TASK GOAL: Rewrite the lines below with every "Query" changed to "Target" and nothing else altered.

RECORDS SUPPLIED:
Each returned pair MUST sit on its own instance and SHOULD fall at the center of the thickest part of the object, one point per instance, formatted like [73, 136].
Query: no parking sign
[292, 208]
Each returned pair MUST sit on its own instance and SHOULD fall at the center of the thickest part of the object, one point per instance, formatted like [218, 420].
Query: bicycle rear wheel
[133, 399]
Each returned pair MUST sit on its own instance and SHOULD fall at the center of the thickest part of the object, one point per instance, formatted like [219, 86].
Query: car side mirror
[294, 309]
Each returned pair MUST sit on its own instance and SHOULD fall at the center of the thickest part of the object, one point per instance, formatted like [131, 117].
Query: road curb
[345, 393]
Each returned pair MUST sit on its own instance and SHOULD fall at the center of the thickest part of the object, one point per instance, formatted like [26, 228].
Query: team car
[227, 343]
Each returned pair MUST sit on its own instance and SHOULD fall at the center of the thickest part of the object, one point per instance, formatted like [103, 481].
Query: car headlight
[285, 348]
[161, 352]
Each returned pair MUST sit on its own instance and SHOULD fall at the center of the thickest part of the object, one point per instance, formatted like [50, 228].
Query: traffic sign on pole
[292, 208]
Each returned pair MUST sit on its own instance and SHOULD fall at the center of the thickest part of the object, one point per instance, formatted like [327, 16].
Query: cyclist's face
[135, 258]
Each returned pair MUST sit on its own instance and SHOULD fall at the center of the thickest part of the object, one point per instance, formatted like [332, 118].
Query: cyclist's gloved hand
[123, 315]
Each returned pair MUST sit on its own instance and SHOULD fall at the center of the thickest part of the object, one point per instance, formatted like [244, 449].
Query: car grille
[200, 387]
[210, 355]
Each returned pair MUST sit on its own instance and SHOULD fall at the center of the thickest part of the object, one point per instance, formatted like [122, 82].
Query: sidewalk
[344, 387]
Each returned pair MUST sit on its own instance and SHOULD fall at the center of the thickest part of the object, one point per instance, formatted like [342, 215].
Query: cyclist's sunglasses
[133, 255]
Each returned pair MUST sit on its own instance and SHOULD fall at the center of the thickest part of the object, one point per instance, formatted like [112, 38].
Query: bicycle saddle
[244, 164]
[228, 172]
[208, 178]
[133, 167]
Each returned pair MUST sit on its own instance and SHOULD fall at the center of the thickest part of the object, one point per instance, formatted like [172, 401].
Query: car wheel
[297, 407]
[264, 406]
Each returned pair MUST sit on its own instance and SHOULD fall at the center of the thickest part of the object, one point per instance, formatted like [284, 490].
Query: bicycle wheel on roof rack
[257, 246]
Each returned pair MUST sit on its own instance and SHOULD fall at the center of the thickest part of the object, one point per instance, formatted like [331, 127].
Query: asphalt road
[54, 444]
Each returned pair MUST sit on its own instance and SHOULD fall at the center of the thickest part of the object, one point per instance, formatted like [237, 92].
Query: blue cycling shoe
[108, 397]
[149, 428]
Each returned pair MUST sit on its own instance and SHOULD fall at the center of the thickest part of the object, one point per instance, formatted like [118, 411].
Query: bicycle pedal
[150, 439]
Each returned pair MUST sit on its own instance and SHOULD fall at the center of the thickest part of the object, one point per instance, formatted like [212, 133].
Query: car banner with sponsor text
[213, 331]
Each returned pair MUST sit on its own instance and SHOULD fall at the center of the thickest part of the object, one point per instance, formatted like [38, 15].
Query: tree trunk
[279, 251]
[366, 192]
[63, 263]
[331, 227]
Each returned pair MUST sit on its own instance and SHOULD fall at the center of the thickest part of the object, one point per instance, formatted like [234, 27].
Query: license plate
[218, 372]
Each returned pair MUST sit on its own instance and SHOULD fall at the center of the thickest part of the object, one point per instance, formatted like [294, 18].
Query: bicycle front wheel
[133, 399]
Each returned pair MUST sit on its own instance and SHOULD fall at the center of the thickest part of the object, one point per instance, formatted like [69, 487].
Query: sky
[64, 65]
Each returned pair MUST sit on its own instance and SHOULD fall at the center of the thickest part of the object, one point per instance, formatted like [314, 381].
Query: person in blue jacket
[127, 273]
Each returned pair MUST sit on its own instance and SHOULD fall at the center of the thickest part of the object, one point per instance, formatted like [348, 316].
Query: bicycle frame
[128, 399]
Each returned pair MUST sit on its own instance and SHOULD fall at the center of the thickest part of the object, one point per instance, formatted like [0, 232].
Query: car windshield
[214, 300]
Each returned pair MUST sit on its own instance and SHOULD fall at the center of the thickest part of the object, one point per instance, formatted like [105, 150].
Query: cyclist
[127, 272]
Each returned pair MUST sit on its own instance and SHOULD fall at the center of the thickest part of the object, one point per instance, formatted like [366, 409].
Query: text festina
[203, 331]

ANSWER TO THIS PROBLEM:
Each returned pair MUST sit on its own instance and SHOULD fall at the center of the thickest part of the object, one point per instance, formatted like [73, 136].
Target: no parking sign
[292, 208]
Each returned pair MUST sit on its own instance and SHOULD fall at the center of the thickest part of the object, one point per instance, formatted like [218, 420].
Target: bicycle rear wheel
[133, 399]
Each returned pair MUST sit on its own instance and SHOULD fall at the center of the thickest part of the object, one point per instance, formatted like [219, 86].
Target: car side mirror
[294, 309]
Each returned pair MUST sit on its own instance and SHOULD fall at the center of the thickest part of the object, one point per instance, formatted like [131, 117].
Target: road curb
[345, 393]
Each returned pair MUST sit on its own instance and SHOULD fall at the center of the thickest part of the object, one point per instance, formatted like [26, 228].
Target: team car
[227, 343]
Each returned pair MUST sit on its own instance and SHOULD fall at the center of the thickest part of the object, one point per instance, formatted like [103, 481].
Target: car headlight
[285, 348]
[161, 352]
Each returned pair MUST sit on its own instance and SHOULD fall at the center of the thickest part of the object, one point per instance, formatted like [50, 228].
Target: traffic sign on pole
[292, 208]
Each returned pair MUST sit on its own instance and SHOULD fall at the center of the thickest part of the object, one point per instance, formatted like [327, 16].
Target: cyclist's face
[135, 258]
Each returned pair MUST sit on its own instance and SHOULD fall at the center of the thickest part of the object, one point per instance, formatted like [332, 118].
Target: cyclist's gloved hand
[123, 315]
Each returned pair MUST sit on its own instance and SHOULD fall at the center of the thickest part of the object, one point per instance, formatted like [244, 449].
Target: car grille
[200, 387]
[210, 355]
Each returned pair MUST sit on its own instance and SHOULD fall at the center of the thickest part of the object, one point per instance, formatted like [122, 82].
Target: sidewalk
[344, 387]
Each returned pair MUST sit on its own instance and SHOULD fall at the center of the thickest part of the object, one point per instance, formatted like [342, 215].
Target: cyclist's sunglasses
[133, 255]
Each returned pair MUST sit on its own instance and SHOULD fall at the center of the thickest part of the object, one point per instance, formatted like [112, 38].
Target: bicycle saddle
[244, 164]
[228, 172]
[208, 178]
[133, 167]
Each returned pair MUST sit on its own instance and SHOULD fall at the center of the thickest part of the object, one point per instance, formatted like [172, 401].
Target: car wheel
[297, 407]
[264, 406]
Each returned pair MUST sit on its own instance and SHOULD fall at the center of the thickest part of the object, one point per instance, formatted like [284, 490].
Target: bicycle wheel on roof rack
[257, 246]
Each returned pair MUST sit on its own instance and SHOULD fall at the center of the thickest part of the object, one point per instance, formatted like [331, 127].
Target: asphalt road
[54, 444]
Each returned pair MUST sit on its own instance and SHOULD fall at the center of the thickest part of the object, one point per instance, formatted like [237, 92].
Target: blue cycling shoe
[108, 397]
[149, 428]
Each returned pair MUST sit on its own instance and SHOULD fall at the center of the thickest part of the object, one point per instance, formatted like [118, 411].
Target: bicycle pedal
[150, 439]
Each returned pair MUST sit on its own instance and SHOULD fall at the center of the thickest part of the object, one point per instance, formatted like [212, 133].
Target: car banner with sponsor text
[213, 331]
Each returned pair MUST sit on its own instance and SHOULD fall at the center of the thickest part of the object, one point per instance, formatted like [38, 15].
Target: tree trunk
[279, 251]
[366, 192]
[63, 263]
[331, 227]
Each returned pair MUST sit on its own instance and SHOULD fall at the center of the thickest part of the object, one point per instance, formatted like [234, 27].
Target: license plate
[218, 372]
Each returned pair MUST sit on its own instance and SHOULD fall at the center of the thickest part of the object, one point per instance, formatted like [294, 18].
Target: bicycle front wheel
[133, 399]
Each returned pair MUST sit on its own instance and SHOULD fall at the center of the thickest part of the object, one point per instance, formatted like [69, 487].
Target: sky
[64, 65]
Each returned pair MUST sit on its own instance and SHOULD fall at the center of the thickest part of the object, one point per instance, formatted like [314, 381].
Target: person in blue jacket
[127, 273]
Each returned pair MUST sit on its own instance and SHOULD fall at the center of the thickest part of the object, one point per instance, formatted like [348, 316].
Target: bicycle frame
[128, 399]
Each returned pair MUST sit on its own instance and SHOULD fall at the center of the thickest part of the object, one point per instance, formatted like [0, 232].
Target: car windshield
[214, 300]
Each returned pair MUST sit on its own instance and SHOULD fall at the center of the thickest part of the object, one point per instance, formatted like [105, 150].
Target: cyclist
[127, 272]
Each returned pair MUST sit on its own instance and SHOULD fall at the center of the thickest part of the object, one point per instance, formatted like [366, 409].
Target: text festina
[203, 331]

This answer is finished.